Your objective
Render every line of the entries below as a Markdown table with two columns, Row for the row number and Line for the text, skipping blank lines.
--- Start Records for the exercise ---
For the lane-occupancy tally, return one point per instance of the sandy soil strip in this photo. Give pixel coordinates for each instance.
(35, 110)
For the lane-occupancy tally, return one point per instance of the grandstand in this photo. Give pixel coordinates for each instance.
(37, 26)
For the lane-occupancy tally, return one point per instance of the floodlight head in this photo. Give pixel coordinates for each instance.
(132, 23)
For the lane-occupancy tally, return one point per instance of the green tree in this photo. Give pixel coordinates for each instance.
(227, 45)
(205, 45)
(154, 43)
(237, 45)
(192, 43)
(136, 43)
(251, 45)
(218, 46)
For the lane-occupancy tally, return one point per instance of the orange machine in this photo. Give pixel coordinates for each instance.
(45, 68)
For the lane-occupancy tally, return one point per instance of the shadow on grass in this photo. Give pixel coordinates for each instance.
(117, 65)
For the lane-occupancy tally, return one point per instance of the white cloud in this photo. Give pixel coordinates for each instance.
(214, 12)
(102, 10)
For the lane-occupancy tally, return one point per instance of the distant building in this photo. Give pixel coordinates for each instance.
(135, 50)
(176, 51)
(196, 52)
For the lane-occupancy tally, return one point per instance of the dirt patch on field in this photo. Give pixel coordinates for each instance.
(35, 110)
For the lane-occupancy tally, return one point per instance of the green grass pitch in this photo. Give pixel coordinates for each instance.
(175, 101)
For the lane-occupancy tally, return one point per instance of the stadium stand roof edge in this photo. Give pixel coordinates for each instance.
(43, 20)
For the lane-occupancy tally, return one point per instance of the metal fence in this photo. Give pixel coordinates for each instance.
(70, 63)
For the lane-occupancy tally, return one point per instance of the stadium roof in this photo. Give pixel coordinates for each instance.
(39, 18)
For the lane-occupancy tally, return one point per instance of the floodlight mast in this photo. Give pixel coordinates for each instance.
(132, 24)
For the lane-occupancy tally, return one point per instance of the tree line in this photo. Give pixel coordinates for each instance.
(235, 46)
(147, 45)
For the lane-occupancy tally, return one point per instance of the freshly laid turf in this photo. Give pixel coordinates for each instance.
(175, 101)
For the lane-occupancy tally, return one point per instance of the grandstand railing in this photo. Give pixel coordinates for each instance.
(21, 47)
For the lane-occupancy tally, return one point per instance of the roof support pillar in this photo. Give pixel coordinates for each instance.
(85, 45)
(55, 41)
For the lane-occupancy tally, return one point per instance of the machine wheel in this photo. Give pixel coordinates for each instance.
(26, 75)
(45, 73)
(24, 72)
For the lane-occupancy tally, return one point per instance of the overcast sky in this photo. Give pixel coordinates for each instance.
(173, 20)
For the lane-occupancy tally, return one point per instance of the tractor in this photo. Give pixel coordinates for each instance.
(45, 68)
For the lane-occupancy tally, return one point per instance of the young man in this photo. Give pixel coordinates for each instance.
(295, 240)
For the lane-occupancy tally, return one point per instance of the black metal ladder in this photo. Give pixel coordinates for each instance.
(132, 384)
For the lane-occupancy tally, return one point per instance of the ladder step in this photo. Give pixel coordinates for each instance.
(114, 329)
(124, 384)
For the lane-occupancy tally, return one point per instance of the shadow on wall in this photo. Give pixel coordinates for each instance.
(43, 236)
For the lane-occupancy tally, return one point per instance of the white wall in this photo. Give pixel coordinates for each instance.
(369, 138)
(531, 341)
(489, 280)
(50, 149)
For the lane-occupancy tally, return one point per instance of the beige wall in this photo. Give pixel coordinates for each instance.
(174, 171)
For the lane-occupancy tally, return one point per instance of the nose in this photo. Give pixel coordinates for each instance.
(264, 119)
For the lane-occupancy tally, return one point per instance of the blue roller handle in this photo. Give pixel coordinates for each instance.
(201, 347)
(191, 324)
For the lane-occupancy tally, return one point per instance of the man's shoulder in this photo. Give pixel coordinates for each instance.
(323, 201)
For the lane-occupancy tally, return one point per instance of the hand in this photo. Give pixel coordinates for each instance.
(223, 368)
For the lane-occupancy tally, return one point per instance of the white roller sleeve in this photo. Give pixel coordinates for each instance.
--- End Records for the exercise ---
Final answer
| Row | Line |
|---|---|
| 1 | For the lane-occupancy tally, return one point per instance of the sandy soil strip in this photo. Give pixel coordinates for each instance. |
| 2 | (35, 110) |
| 3 | For the lane-occupancy tally, return one point per instance of the grandstand in this photo. Give pixel coordinates for each instance. |
| 4 | (37, 26) |
| 5 | For the lane-occupancy tally, return one point per instance of the floodlight head in this photo. Give pixel coordinates for each instance. |
| 6 | (132, 23) |
| 7 | For the lane-occupancy tally, return one point per instance of the green tree in this photo. Give pixel coordinates for each instance. |
| 8 | (227, 45) |
| 9 | (205, 45) |
| 10 | (154, 43) |
| 11 | (237, 45) |
| 12 | (192, 43) |
| 13 | (136, 43) |
| 14 | (251, 45) |
| 15 | (218, 46) |
| 16 | For the lane-occupancy tally, return one point per instance of the orange machine in this photo. Give pixel coordinates for each instance. |
| 17 | (45, 68) |
| 18 | For the lane-occupancy tally, return one point per instance of the shadow on grass in this photo. Give pixel coordinates for each instance. |
| 19 | (117, 65) |
| 20 | For the lane-occupancy tally, return one point per instance of the white cloud in this photo. Give pixel coordinates for each instance. |
| 21 | (214, 12) |
| 22 | (102, 10) |
| 23 | For the lane-occupancy tally, return one point per instance of the distant building in this photo. Give pixel coordinates for each instance. |
| 24 | (135, 50) |
| 25 | (176, 51) |
| 26 | (196, 52) |
| 27 | For the lane-occupancy tally, return one point per instance of the dirt patch on field in this photo. Give pixel coordinates for each instance. |
| 28 | (35, 110) |
| 29 | For the lane-occupancy tally, return one point per instance of the green grass pitch in this photo. Give pixel coordinates for each instance. |
| 30 | (175, 101) |
| 31 | For the lane-occupancy tally, return one point per instance of the stadium stand roof edge in this photo. Give pixel coordinates for each instance. |
| 32 | (43, 20) |
| 33 | For the lane-occupancy tally, return one point per instance of the metal fence in this photo. Give pixel coordinates for each instance. |
| 34 | (70, 63) |
| 35 | For the lane-occupancy tally, return one point per instance of the stadium roof in this photo. Give pixel coordinates for each instance. |
| 36 | (39, 18) |
| 37 | For the lane-occupancy tally, return one point per instance of the floodlight mast in this photo. Give pixel coordinates for each instance. |
| 38 | (132, 24) |
| 39 | For the lane-occupancy tally, return one point per instance of the tree line in this photo. Give pixel coordinates for each instance. |
| 40 | (235, 46) |
| 41 | (147, 45) |
| 42 | For the lane-occupancy tally, return one point per instance of the freshly laid turf in this photo. Give pixel coordinates for each instance. |
| 43 | (175, 101) |
| 44 | For the lane-occupancy tally, return one point per instance of the grandstand railing in this photo. Give pixel coordinates for each instance. |
| 45 | (21, 47) |
| 46 | For the lane-occupancy tally, return one point per instance of the roof support pillar in this photo. Give pixel coordinates for each instance. |
| 47 | (85, 45) |
| 48 | (55, 41) |
| 49 | For the lane-occupancy tally, return one point per instance of the machine wheel in this photo. Give pixel coordinates for each instance. |
| 50 | (26, 75) |
| 51 | (45, 73) |
| 52 | (24, 72) |
| 53 | For the lane-occupancy tally, return one point per instance of the overcast sky in this photo. Give pixel coordinates for each instance. |
| 54 | (173, 20) |
| 55 | For the lane-occupancy tally, return one point per instance of the tractor in this photo. Give pixel coordinates for each instance. |
| 56 | (45, 68) |
| 57 | For the lane-occupancy tally, return one point per instance of the young man in this photo. Give pixel coordinates for each instance. |
| 58 | (295, 240) |
| 59 | For the lane-occupancy tally, return one point per instance of the black metal ladder in this photo. Give pixel coordinates for each instance. |
| 60 | (132, 384) |
| 61 | For the lane-occupancy tally, return one point per instance of the ladder step in this photo. Give pixel coordinates for each instance. |
| 62 | (114, 329) |
| 63 | (124, 384) |
| 64 | For the lane-occupancy tally, return one point per instance of the shadow on wall in this photo. Give pixel coordinates for each instance. |
| 65 | (43, 236) |
| 66 | For the lane-occupancy tally, return one point per instance of the white wall in this photo. Give pixel coordinates for each instance. |
| 67 | (369, 138) |
| 68 | (531, 341) |
| 69 | (489, 280) |
| 70 | (50, 149) |
| 71 | For the lane-occupancy tally, return one point per instance of the beige wall in this photo. Give pixel coordinates for each instance. |
| 72 | (174, 171) |
| 73 | For the lane-occupancy tally, return one point per instance of the nose in this photo. Give pixel coordinates for each instance. |
| 74 | (264, 119) |
| 75 | For the lane-occupancy tally, return one point per instance of the blue roller handle in this photo. Give pixel coordinates for each instance. |
| 76 | (201, 347) |
| 77 | (191, 324) |
| 78 | For the lane-occupancy tally, return one point per instance of the man's shoulder in this photo. Give pixel coordinates for each instance. |
| 79 | (323, 201) |
| 80 | For the lane-occupancy tally, return one point per instance of the hand in this photo. Give pixel coordinates for each instance. |
| 81 | (223, 368) |
| 82 | For the lane-occupancy tally, return one point per instance of the white roller sleeve in this photo. Give pixel coordinates for each instance. |